# start of Extracted entries

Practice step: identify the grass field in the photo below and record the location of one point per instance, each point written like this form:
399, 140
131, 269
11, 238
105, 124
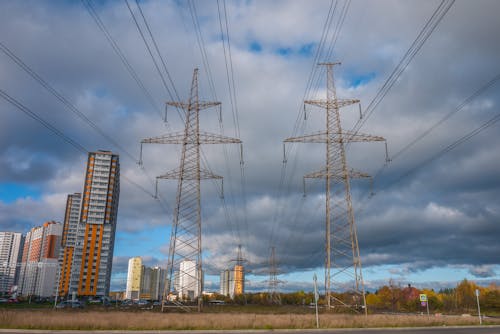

# end of Extracted entries

__Your instructions__:
Rename "grass field" to "meadow" in the records above and write them out again with nothing else changed. Leave the pictures out.

__Solved exercise__:
Practice step: identify the meadow in the photo below and record the location of one point per instance, each point written like this form:
399, 140
131, 269
11, 238
105, 124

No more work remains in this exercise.